» REQUIRED WORK:
In the lines below, swap each "black hoof" for "white hoof" and write them out again with nothing else changed. Leave the pictures out.

» INFORMATION SHOWN:
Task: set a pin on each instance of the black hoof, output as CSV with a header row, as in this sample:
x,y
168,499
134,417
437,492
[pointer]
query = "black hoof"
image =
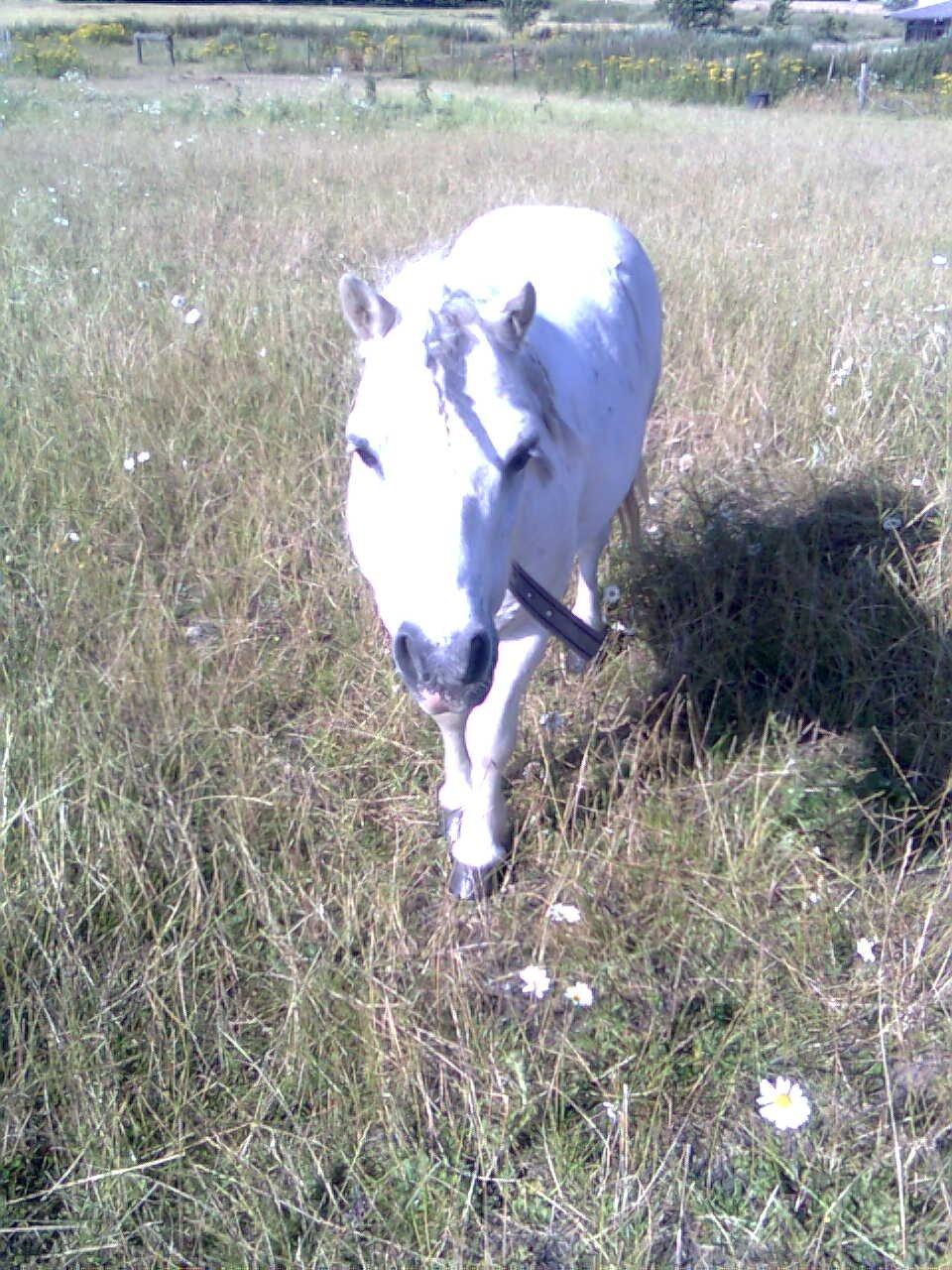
x,y
449,825
470,883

» TASK OUTPUT:
Task: set a pin on each instance of the white hoof, output as CSV with a header row, as in this sample:
x,y
168,499
134,417
437,492
[pointer]
query = "white hoof"
image =
x,y
449,825
470,883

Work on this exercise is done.